## SUPPLIED INFORMATION

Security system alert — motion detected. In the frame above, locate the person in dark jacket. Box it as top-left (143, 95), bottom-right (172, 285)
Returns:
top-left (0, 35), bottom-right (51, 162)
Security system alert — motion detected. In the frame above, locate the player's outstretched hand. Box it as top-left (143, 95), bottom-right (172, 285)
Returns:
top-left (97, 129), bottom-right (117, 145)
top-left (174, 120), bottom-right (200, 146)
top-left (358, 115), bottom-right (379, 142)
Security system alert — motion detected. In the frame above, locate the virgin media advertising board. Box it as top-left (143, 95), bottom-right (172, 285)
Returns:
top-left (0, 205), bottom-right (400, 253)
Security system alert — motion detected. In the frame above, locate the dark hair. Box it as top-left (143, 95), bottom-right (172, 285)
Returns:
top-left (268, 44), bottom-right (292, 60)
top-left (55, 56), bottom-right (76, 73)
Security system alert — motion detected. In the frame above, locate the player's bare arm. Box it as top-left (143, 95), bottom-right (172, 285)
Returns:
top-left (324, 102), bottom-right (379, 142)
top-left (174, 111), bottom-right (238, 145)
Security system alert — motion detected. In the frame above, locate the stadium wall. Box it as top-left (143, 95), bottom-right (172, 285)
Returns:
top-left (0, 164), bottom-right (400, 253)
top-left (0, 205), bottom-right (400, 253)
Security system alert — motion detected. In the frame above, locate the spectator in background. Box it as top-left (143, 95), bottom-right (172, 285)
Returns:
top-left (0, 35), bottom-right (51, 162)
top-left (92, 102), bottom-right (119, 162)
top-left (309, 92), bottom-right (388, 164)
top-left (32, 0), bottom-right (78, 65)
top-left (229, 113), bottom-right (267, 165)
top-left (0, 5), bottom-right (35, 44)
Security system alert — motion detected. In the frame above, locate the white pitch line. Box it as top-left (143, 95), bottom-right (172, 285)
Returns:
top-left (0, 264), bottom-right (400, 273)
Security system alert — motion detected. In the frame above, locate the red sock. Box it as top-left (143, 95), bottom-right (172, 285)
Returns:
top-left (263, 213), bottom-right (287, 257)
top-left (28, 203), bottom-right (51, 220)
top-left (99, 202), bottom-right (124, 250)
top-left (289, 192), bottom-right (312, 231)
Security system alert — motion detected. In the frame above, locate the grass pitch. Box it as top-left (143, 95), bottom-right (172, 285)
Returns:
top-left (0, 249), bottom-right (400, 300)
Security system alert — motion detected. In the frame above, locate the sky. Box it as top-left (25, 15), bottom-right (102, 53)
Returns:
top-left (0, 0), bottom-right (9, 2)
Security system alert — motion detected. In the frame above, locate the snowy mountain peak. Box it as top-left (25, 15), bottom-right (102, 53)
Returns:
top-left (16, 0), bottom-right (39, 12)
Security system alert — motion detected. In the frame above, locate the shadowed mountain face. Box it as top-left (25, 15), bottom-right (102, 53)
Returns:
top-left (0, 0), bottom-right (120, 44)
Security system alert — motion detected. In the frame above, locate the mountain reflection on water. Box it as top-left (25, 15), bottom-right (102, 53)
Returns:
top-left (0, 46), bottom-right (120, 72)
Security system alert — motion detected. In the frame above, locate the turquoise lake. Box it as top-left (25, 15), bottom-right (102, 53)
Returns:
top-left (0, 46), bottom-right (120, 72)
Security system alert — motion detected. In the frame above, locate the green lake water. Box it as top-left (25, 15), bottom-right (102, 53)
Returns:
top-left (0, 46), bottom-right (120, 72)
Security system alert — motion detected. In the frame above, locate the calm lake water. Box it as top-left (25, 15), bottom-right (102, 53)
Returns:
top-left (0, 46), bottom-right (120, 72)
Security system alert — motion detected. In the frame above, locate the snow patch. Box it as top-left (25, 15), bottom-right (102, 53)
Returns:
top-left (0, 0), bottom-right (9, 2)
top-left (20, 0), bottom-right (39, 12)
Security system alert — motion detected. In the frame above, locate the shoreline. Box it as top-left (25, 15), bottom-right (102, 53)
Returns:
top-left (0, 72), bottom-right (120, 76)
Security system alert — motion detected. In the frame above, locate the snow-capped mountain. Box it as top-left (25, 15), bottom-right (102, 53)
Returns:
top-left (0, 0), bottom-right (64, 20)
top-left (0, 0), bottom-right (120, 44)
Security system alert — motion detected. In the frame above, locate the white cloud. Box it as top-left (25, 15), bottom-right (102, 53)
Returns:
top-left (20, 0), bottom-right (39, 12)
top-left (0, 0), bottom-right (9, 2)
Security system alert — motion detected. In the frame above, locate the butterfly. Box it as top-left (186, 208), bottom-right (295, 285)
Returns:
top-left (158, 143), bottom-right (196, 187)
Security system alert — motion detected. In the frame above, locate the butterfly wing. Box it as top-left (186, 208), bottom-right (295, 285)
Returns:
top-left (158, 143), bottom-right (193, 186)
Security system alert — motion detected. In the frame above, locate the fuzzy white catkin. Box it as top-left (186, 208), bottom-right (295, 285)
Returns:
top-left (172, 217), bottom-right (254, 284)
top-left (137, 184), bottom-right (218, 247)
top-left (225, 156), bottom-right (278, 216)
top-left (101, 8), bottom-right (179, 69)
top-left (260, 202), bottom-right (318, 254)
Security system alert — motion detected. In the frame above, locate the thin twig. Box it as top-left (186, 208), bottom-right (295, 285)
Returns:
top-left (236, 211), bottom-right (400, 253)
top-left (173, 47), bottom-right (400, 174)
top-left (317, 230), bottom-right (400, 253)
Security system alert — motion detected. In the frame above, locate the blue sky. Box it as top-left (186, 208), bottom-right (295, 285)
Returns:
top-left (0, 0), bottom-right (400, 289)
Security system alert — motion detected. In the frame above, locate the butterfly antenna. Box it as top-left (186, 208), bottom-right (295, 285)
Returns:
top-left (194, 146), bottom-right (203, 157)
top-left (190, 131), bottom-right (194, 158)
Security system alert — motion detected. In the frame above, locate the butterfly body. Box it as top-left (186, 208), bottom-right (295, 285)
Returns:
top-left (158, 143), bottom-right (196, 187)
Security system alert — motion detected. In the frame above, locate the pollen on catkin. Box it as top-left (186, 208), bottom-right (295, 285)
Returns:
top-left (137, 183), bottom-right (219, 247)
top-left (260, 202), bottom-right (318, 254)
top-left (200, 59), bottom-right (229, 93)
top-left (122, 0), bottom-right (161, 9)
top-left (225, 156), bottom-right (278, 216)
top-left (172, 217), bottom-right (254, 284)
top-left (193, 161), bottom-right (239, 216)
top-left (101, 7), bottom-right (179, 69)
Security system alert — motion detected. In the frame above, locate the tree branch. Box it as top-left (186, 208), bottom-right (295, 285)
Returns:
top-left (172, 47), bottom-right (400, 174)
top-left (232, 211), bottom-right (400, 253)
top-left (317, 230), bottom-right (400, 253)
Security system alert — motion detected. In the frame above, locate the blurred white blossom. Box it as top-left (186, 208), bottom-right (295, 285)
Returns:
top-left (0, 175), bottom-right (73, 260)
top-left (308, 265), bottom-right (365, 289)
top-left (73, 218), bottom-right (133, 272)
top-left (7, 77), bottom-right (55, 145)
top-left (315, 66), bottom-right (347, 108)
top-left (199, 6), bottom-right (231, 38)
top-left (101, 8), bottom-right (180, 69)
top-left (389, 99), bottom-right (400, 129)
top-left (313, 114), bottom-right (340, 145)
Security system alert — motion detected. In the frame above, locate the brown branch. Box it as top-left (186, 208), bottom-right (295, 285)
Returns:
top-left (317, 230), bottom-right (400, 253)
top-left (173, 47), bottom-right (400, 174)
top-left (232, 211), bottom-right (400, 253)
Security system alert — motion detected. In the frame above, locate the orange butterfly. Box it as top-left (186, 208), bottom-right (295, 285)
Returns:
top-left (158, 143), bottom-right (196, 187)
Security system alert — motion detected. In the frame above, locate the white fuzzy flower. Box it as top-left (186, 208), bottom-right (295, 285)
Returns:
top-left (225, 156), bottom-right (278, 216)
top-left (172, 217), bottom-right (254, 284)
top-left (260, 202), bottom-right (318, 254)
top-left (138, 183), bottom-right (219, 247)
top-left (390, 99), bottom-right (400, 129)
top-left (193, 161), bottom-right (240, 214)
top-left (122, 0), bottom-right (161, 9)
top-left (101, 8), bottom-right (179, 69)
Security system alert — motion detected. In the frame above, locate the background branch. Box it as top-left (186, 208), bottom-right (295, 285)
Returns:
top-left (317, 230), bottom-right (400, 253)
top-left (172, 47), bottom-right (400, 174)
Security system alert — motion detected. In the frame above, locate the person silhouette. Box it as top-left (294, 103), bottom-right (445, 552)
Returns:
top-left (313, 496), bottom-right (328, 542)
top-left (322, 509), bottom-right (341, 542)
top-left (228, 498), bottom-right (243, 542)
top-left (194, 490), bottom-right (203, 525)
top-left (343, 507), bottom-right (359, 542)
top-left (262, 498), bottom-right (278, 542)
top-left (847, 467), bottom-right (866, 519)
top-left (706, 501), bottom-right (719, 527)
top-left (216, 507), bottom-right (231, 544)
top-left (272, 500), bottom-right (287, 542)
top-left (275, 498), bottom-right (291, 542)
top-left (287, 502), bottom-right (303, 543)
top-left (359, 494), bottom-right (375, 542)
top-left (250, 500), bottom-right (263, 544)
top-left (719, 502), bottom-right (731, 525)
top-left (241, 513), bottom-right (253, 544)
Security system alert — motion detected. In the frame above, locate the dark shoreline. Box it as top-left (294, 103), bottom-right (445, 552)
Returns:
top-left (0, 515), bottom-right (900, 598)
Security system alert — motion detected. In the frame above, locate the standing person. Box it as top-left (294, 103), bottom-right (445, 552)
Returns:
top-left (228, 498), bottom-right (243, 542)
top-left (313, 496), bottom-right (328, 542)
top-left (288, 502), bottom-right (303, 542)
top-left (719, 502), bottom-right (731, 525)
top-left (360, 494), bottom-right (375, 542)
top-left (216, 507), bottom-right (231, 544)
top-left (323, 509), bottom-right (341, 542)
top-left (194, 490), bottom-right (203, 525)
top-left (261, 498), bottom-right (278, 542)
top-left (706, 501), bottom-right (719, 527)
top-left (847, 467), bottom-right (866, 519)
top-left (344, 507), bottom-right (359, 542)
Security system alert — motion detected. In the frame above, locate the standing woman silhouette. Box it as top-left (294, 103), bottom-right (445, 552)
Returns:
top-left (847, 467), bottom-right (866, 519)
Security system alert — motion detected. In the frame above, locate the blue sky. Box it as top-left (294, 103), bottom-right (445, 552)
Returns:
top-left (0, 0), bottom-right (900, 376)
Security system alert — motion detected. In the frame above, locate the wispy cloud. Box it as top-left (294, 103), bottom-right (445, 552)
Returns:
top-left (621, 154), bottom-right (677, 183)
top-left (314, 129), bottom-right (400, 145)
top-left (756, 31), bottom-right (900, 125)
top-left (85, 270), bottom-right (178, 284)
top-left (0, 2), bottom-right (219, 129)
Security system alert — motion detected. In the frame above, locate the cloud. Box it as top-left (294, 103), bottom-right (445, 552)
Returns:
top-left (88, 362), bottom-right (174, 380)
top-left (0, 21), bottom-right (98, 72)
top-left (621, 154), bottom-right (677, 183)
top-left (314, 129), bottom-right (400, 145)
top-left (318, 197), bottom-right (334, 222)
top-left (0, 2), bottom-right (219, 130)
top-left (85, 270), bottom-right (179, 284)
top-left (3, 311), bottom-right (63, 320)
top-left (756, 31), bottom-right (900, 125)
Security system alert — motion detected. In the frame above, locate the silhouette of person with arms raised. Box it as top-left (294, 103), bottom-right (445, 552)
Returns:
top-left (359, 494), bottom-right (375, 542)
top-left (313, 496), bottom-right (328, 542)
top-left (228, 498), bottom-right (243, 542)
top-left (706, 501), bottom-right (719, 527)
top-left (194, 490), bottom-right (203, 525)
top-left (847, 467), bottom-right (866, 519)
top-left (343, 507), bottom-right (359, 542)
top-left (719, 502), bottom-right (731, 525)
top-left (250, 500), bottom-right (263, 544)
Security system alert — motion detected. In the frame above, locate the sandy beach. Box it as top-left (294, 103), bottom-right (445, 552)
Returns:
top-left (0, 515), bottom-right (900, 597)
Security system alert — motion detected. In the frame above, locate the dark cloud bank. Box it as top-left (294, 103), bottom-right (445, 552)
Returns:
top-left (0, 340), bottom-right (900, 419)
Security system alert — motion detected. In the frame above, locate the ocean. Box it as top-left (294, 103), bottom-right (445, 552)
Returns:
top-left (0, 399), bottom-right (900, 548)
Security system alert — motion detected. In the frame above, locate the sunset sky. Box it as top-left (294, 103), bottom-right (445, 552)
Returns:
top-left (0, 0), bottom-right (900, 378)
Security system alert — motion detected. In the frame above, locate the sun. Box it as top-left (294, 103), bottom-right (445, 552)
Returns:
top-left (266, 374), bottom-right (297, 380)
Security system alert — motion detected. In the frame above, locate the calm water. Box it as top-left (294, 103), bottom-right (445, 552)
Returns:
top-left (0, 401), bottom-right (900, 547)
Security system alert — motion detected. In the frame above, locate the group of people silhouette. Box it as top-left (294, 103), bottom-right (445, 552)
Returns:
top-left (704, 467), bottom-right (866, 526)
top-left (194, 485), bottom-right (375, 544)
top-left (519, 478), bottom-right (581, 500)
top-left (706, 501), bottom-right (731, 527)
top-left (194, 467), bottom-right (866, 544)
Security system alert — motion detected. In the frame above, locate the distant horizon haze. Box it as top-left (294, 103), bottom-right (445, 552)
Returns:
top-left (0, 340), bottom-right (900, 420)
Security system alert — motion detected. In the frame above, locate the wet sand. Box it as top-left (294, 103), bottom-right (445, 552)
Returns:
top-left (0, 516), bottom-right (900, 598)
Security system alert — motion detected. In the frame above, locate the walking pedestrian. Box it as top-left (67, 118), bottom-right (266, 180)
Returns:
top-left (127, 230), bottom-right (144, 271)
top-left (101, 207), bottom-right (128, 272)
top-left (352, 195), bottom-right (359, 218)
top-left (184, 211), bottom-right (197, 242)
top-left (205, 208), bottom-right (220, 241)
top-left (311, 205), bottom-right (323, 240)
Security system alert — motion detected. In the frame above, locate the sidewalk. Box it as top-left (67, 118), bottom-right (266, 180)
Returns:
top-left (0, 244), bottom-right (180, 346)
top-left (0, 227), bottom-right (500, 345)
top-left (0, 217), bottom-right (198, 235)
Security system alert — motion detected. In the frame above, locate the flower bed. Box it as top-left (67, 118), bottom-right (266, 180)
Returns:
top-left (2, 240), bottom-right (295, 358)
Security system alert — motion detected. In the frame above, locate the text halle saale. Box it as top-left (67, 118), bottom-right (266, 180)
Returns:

## TASK DESCRIPTION
In the records above, return only the line that contains "locate the sidewalk." and every line after it through the last, exactly as they appear.

## EXERCISE ANSWER
Security system alert — motion detected. In the frame above, locate the sidewalk. Box it as top-left (67, 118), bottom-right (266, 180)
Returns:
top-left (0, 244), bottom-right (180, 346)
top-left (0, 227), bottom-right (500, 345)
top-left (0, 217), bottom-right (198, 235)
Security system alert — motion detected. In the frame above, locate the flower bed. Box it as top-left (67, 118), bottom-right (266, 180)
Returns:
top-left (2, 240), bottom-right (295, 358)
Security system alert — motion detected. In the frame above, locate the text halle saale. Box it as top-left (67, 118), bottom-right (266, 180)
Returns:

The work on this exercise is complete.